Di lavoro si parla sempre partendo dal mercato, dai numeri, dalle indagini e ricerche di mercato. Meno se ne parla partendo da chi il lavoro lo ha perduto e lo sta cercando.
Un’indagine di Swg – società specializzata in progettazione e realizzazione di ricerche di mercato, di opinione, istituzionali, studi di settore e osservatori – ha stabilito che è il contratto stabile rimane in all’apice delle aspirazioni degli italiani: è fondamentale per un italiano su due (49 per cento) e importante, per quanto non prioritario per un italiano su tre (39 per cento).
Il 67 per cento degli italiani (+6 per cento rispetto al 2016) ritiene che un lavoro stabile sia fondamentale per costruire un futuro meno carico di apprensioni o con qualche possibilità in più di progettare acquisti o vacanze; percentuale in calo tra 25 e 34 anni (63 per cento) e tra 35 e 44 anni (64 percento) per poi risalire nella fascia di età tra 45 e 64 anni (oltre il 70 per cento) e tornare a calare dopo i 64 anni (60 per cento). Chi avverte maggiormente il bisogno di poter contare su un posto fosso sono i giovani tra 18 e 24 anni (81 per cento).

**Righe**
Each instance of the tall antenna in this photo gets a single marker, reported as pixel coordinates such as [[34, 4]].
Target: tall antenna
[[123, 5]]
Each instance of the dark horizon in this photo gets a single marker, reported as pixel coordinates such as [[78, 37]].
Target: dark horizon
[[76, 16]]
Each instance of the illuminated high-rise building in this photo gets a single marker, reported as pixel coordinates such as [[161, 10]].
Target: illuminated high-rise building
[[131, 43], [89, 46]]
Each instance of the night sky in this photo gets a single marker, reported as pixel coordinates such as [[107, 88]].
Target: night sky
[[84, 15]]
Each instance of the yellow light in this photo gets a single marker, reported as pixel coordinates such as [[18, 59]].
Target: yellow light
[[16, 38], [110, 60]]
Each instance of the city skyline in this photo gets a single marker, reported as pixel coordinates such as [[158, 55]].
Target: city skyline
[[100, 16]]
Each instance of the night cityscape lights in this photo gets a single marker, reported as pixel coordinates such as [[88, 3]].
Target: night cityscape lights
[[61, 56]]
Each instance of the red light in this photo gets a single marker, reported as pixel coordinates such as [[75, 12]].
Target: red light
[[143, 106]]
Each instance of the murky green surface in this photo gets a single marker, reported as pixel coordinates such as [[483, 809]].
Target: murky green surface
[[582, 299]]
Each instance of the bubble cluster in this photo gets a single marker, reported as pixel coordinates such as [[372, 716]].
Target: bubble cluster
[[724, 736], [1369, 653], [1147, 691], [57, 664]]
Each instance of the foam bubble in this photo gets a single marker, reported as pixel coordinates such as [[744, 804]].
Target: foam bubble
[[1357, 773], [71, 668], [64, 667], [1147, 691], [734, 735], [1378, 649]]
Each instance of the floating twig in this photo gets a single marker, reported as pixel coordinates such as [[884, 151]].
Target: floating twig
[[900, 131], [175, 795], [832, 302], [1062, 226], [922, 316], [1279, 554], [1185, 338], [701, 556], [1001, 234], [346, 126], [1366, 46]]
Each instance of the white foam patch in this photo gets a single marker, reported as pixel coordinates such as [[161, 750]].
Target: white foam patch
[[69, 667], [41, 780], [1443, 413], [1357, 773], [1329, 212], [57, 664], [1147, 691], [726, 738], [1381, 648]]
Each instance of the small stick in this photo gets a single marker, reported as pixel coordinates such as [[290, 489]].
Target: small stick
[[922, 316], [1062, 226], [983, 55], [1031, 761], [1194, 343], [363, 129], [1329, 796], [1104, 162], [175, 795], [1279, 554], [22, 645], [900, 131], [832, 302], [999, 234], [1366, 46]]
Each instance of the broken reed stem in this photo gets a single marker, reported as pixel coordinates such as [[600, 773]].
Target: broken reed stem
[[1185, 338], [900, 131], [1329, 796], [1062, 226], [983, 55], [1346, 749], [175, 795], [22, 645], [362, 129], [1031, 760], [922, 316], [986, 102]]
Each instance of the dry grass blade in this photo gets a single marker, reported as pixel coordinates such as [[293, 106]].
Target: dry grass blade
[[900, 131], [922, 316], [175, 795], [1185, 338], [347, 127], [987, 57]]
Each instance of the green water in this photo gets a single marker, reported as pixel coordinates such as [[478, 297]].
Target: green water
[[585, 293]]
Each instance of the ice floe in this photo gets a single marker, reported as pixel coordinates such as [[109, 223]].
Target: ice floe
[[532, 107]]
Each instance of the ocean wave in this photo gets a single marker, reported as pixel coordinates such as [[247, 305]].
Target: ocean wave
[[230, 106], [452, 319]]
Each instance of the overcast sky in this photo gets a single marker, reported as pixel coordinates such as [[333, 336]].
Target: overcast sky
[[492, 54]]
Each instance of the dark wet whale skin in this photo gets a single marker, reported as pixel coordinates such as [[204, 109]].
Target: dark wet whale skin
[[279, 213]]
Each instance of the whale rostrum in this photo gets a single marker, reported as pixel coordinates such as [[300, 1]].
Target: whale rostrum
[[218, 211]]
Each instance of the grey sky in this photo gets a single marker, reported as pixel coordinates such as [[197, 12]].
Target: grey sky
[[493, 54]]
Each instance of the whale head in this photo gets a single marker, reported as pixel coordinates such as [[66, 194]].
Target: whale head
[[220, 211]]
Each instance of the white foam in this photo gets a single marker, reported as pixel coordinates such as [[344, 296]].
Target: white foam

**Parti dell'esercizio**
1 - Indica se ciascuna affermazione concorda con il testo sull'indagine Swg relativa al lavoro stabile, rispondendo sì o no e citando testualmente le parole decisive: (a) per un italiano su due il contratto stabile è fondamentale; (b) la quota di italiani che ritiene fondamentale un lavoro stabile è diminuita rispetto al 2016; (c) dopo i 64 anni tale quota scende al 60 per cento.
2 - Prosegui il testo sull'indagine Swg relativa al lavoro stabile, partendo subito dopo l'ultima frase riportata.
Le righe costituiscono materiale a sé, indipendente dal testo.

**Soluzioni per consegna**
1 -
(a) Sì: "è fondamentale per un italiano su due (49 per cento)".
(b) No: "Il 67 per cento degli italiani (+6 per cento rispetto al 2016)".
(c) Sì: "tornare a calare dopo i 64 anni (60 per cento)".

2 -
Due italiani su dieci (19 per cento), invece, preferiscono rischiare e avviare un’attività in proprio.
Quali sono le aspirazioni di lavoro, espresse partendo dalle competenze di cui si è in possesso o che si stanno acquisendo (le risposte possibili erano al massimo tre)? Tre italiani su dieci opterebbero per un impiego nel settore pubblico (28 per cento, in crescita di 13 punti percentuali rispetto ad ottobre 2016). Anche se alla certezza del posto fisso – che si è visto sembra essere ancora oggi una priorità degli italiani – si accompagna il timore di vedere crescere negli anni la demotivazione del lavoro che si fa e la consapevolezza che fare carriera non sempre è facile.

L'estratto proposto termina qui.